• _Fragmento propuesto_
★ ★ ★ ★ ★

El desprecio actual a determinados movimientos feministas nos lleva a otra cuestión: ¿todos los insultos son susceptibles a un proceso de apropiación? Por supuesto, dignificar el insulto “feminazi” constituye una tarea imposible para las mujeres, pues la ideología nazi a la que hace referencia la ofensa no sólo es incompatible y contradictoria con la lucha del feminismo, sino que alude a la aniquilación sistemática de distintas minorías ―judíos, gitanos y homosexuales, entre otros― debido a la ira, la ignorancia y la alienación que provocaron las ideas nazistas en la población que vivió la Segunda Guerra Mundial. La feminazi no proviene de una minoría discriminada, sino que representa el extermino oprobioso que se sirve de la violencia y el miedo para sus propósitos.

Para la diversidad LGBT+ adueñarse, en el idioma inglés, de vocablos como “queer” y “faggot”, así como “maricón”, “loca” o “jota”, pertenecientes al español, ha representado una tarea titánica, urgente, difícil y hasta terapéutica. En un contexto cultural e histórico en el que el insulto era la única manera de nombrar lo considerado como incomprensible, vergonzoso o denigrante, la ofensa también se transforma en un hacer existir, no se puede negar la presencia de algo que, aunque sea de manera negativa, ha sido designado por la palabra. De ahí que partir de la injuria y del denuesto se convierta en un acto subversivo: el insulto reconoce la presencia de lo innombrable y la apropiación de ello reclama la transformación de lo negativo en positivo. Judith Butler explica que las raíces de lo “queer” estaban en el estigma que condenaba una sexualidad patológica, en este sentido “no se trata solamente de comprender cómo el discurso agravia a los cuerpos, sino de cómo ciertos agravios colocan a ciertos cuerpos en los límites de las ontologías accesibles, de los esquemas de inteligibilidad disponibles” (2002: 315).
La apropiación del insulto somete a la palabra una serie de procesos dialécticos: la oposición entre la negación y la aceptación, la creación de vínculos mediante la repetición del insulto ―ya sea que provoque la unificación de quienes reprimen o de la minoría que se adueña del vocablo―, la posibilidad de resignificar el término y la posibilidad de que aquellos que son “exteriores” al grupo o colectivo designado aprovechen la historia y nuevamente sobajen al otro. Lo queer, como afirma Judith Butler, jamás se vaciará de sus referencias históricas (pasadas, presentes o futuras), la apropiación de la ofensa nunca será plena, “sino que siempre y únicamente se retoma, se tuerce, se «desvía» [queer] de un uso anterior y se orienta hacia propósitos políticos apremiantes y expansivos” (2002: 320).

★ ★ ★ ★ ★

• _Material presentado_
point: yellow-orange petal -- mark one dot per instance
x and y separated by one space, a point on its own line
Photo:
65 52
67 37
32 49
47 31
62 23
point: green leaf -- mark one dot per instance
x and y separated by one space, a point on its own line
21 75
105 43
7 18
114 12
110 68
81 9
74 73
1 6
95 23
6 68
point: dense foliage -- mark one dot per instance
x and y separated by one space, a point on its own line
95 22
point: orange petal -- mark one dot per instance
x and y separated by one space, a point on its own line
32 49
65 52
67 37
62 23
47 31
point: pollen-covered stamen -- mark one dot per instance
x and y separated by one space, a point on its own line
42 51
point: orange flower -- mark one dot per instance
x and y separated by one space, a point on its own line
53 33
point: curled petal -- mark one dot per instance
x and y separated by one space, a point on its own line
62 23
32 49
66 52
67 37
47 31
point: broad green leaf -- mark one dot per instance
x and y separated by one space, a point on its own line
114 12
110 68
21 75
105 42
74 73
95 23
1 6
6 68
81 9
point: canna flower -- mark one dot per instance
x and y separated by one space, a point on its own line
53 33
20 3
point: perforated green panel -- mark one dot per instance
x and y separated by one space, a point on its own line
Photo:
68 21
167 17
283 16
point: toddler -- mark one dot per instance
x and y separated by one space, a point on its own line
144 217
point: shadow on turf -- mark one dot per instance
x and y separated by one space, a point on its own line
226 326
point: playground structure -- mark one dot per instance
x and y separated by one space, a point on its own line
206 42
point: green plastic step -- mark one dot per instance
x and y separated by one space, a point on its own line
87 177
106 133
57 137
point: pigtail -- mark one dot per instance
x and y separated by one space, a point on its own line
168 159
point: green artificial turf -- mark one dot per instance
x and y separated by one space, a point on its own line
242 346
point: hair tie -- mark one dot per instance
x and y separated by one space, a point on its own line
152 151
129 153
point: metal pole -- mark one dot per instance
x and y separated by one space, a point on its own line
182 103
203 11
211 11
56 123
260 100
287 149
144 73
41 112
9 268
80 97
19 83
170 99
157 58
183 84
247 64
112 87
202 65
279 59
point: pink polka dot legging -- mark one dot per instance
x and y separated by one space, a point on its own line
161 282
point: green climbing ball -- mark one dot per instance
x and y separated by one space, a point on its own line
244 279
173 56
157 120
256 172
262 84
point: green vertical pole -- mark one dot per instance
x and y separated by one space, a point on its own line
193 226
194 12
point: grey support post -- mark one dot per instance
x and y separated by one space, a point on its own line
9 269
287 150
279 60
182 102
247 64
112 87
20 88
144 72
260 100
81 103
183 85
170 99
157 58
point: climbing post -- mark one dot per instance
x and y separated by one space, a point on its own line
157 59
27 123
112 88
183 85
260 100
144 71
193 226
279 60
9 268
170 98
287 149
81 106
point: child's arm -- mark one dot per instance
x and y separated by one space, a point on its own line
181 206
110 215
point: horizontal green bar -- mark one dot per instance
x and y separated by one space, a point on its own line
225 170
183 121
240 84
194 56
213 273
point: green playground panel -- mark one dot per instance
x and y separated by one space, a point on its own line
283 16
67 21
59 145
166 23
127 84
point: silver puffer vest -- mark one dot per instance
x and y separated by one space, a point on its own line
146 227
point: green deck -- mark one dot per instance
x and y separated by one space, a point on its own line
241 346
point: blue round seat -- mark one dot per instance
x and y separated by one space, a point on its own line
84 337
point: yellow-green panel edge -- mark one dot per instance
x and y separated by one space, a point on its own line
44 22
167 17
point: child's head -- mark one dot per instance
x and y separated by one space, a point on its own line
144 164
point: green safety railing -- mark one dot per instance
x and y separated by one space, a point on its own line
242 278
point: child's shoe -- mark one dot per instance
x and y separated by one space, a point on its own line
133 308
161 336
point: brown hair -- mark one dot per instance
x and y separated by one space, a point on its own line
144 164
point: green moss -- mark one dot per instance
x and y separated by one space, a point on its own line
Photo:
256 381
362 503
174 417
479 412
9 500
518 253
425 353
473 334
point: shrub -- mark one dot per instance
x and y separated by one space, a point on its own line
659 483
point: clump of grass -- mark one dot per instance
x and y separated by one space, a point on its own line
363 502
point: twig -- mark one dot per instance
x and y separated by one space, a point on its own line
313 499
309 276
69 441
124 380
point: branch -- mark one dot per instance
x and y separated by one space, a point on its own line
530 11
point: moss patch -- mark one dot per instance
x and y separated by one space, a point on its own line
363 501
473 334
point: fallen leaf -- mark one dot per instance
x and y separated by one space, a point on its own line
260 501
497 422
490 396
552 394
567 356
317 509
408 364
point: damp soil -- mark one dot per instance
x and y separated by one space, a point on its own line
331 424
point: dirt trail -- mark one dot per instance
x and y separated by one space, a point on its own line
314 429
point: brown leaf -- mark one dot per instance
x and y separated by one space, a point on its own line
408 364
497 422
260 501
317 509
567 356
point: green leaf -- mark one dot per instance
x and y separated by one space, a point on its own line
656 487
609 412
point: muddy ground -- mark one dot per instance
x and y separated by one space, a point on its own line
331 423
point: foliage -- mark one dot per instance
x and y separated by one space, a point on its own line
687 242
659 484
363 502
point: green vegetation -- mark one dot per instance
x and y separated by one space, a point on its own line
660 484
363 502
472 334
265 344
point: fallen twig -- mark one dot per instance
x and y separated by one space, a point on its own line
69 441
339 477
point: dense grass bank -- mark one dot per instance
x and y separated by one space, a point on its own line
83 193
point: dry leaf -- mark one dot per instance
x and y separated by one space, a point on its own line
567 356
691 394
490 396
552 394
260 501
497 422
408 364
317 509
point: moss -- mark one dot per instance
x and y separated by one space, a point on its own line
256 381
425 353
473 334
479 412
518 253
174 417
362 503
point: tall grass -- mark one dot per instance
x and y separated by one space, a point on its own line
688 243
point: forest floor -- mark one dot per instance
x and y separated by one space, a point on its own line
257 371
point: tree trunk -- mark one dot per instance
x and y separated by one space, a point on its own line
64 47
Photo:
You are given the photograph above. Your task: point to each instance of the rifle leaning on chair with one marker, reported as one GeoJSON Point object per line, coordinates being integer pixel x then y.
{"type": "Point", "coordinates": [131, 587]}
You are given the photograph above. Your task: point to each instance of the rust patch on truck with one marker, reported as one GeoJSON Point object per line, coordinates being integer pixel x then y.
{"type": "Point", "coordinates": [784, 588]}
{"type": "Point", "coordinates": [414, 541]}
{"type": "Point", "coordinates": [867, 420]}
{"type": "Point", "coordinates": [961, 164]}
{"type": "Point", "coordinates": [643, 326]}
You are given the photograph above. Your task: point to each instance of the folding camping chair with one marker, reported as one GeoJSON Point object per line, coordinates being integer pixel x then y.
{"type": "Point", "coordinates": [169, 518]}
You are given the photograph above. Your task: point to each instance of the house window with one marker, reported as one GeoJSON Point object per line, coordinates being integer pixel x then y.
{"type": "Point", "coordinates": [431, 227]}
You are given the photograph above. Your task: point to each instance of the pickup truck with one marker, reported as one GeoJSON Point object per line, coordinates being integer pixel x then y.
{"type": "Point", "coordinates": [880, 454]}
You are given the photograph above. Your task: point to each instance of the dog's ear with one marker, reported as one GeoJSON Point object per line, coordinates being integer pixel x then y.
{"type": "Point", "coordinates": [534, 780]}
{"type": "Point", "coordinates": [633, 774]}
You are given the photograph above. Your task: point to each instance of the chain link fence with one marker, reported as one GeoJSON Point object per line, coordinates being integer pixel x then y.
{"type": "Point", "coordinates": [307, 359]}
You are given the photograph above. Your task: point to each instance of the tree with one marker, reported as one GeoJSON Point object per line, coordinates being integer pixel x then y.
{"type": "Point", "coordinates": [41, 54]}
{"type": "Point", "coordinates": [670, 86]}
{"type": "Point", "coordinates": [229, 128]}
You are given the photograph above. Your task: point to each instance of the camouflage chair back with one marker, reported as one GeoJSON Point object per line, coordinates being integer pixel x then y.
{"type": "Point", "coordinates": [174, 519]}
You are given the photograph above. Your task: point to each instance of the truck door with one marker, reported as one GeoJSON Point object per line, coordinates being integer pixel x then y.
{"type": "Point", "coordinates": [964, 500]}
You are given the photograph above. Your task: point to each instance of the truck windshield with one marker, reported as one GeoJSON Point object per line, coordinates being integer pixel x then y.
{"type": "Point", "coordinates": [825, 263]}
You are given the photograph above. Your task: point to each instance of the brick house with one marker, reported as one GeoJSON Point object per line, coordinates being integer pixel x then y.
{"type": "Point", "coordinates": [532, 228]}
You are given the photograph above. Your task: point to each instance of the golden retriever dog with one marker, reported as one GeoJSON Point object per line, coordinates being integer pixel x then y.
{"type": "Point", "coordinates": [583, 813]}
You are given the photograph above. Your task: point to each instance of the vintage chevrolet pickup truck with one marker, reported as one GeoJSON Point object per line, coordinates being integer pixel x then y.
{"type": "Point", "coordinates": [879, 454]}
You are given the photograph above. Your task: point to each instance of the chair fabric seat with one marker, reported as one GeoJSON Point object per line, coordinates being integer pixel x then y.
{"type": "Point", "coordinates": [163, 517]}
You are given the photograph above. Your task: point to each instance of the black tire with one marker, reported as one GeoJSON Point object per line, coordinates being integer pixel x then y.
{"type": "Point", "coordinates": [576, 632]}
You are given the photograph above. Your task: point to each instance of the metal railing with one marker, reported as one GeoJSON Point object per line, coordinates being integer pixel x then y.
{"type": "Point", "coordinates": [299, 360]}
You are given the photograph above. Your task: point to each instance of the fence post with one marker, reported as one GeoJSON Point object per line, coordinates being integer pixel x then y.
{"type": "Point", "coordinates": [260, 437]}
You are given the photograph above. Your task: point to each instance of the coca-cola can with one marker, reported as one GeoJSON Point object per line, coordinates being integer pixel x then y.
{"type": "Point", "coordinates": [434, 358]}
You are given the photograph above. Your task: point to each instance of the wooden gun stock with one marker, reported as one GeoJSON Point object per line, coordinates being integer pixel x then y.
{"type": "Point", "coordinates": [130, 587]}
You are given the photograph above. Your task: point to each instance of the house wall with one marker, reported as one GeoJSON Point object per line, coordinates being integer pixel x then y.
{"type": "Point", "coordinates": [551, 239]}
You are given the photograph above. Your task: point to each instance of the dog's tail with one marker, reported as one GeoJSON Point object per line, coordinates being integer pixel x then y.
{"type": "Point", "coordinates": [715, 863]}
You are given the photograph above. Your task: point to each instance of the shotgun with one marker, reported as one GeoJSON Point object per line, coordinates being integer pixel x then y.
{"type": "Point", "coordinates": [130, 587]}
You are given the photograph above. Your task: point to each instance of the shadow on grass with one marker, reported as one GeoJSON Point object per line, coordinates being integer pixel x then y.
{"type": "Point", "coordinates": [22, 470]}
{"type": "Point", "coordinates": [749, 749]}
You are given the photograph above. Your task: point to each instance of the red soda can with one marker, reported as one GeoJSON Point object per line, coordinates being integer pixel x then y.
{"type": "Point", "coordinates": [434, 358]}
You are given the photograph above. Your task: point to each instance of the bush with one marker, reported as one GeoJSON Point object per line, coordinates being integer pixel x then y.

★ ★ ★ ★ ★

• _Partes del ejercicio_
**A)** Reproduce textualmente el tramo del fragmento propuesto que va desde "El desprecio actual" hasta "para sus propósitos.".
**B)** Según el fragmento propuesto, ¿qué clase de sexualidad condenaba el estigma en el que, de acuerdo con Judith Butler, estaban las raíces de lo "queer"?

• _Soluciones completas_
**A)**
El desprecio actual a determinados movimientos feministas nos lleva a otra cuestión: ¿todos los insultos son susceptibles a un proceso de apropiación? Por supuesto, dignificar el insulto “feminazi” constituye una tarea imposible para las mujeres, pues la ideología nazi a la que hace referencia la ofensa no sólo es incompatible y contradictoria con la lucha del feminismo, sino que alude a la aniquilación sistemática de distintas minorías ―judíos, gitanos y homosexuales, entre otros― debido a la ira, la ignorancia y la alienación que provocaron las ideas nazistas en la población que vivió la Segunda Guerra Mundial. La feminazi no proviene de una minoría discriminada, sino que representa el extermino oprobioso que se sirve de la violencia y el miedo para sus propósitos.

**B)** Una sexualidad patológica.